:: Exercise ::
Once you find the line that contains "Target: monkey's stitched mouth" in the entries below, give it again along with every following line, unchanged, through the final one.

# # # #

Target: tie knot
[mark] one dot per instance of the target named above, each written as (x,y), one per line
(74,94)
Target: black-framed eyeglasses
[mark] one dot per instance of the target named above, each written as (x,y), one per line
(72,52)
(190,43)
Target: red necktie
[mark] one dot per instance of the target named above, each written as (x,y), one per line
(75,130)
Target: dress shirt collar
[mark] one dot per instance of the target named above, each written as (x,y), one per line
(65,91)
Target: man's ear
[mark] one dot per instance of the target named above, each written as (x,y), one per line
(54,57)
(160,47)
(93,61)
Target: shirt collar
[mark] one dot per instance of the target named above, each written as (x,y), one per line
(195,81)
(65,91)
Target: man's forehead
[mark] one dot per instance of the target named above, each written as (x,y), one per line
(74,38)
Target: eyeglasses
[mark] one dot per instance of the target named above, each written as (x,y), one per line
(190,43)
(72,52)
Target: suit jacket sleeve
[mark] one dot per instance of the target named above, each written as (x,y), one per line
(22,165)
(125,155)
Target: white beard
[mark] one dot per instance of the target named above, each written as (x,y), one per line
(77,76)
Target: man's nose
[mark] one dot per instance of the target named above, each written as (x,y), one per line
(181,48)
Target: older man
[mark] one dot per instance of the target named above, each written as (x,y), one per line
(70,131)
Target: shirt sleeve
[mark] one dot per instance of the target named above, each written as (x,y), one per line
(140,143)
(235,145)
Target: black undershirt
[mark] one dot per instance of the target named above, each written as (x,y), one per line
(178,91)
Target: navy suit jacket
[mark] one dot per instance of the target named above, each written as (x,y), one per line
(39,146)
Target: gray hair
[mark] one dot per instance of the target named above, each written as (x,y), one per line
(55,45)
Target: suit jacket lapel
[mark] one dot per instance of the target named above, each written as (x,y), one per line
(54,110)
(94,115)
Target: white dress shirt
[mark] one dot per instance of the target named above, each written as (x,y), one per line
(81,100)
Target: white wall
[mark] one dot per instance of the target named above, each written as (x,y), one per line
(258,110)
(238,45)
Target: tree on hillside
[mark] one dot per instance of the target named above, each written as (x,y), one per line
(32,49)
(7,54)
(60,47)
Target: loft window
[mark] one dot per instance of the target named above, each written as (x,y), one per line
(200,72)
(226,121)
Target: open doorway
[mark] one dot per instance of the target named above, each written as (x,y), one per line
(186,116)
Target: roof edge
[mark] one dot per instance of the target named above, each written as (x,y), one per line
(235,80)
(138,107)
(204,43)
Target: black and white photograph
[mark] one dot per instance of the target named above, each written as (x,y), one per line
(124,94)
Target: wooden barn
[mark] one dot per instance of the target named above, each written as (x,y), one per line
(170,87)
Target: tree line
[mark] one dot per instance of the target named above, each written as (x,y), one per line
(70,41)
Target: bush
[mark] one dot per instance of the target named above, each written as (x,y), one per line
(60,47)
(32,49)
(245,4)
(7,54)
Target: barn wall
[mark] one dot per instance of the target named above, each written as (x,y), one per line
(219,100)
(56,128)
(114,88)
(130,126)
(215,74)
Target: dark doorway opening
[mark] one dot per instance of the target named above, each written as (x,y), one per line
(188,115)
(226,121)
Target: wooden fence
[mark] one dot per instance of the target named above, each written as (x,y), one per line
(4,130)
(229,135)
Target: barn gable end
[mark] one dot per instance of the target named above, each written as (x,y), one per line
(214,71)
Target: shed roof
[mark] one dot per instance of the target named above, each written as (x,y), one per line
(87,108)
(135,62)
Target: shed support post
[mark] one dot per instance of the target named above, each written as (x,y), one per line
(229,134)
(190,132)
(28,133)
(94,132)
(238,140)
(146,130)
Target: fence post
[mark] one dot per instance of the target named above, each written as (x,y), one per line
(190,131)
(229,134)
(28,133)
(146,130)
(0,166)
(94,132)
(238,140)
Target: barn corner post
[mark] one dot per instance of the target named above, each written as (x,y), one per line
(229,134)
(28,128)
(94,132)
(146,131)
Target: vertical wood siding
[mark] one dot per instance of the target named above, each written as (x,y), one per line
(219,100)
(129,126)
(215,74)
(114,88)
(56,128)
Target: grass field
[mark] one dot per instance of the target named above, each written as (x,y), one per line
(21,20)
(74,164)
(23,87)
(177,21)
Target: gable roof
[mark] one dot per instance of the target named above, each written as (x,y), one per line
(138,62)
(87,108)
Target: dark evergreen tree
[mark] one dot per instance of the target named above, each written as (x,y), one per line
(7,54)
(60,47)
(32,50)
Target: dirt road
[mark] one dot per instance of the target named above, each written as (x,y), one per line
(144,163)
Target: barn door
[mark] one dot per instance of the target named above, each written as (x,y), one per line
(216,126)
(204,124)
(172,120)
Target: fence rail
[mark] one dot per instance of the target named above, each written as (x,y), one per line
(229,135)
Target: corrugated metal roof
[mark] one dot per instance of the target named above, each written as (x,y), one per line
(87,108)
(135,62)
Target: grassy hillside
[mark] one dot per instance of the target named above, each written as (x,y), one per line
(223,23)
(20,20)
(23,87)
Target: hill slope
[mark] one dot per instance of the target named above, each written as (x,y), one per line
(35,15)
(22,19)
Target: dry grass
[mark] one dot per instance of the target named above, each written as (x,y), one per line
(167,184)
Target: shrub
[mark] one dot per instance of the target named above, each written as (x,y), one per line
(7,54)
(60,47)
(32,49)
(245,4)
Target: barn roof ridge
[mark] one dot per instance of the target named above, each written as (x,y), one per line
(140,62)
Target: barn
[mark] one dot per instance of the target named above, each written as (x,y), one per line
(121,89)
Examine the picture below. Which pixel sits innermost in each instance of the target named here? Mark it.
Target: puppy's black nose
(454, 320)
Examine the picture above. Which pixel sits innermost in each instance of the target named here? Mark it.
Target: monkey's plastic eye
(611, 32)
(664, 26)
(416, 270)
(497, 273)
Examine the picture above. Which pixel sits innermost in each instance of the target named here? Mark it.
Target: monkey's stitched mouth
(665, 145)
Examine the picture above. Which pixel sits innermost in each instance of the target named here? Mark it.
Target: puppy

# # # #

:: Task answer ::
Target: monkey's stitched mouth
(665, 145)
Examine the picture above. Which pixel sits innermost in each instance of the target named here? Mark it.
Target: puppy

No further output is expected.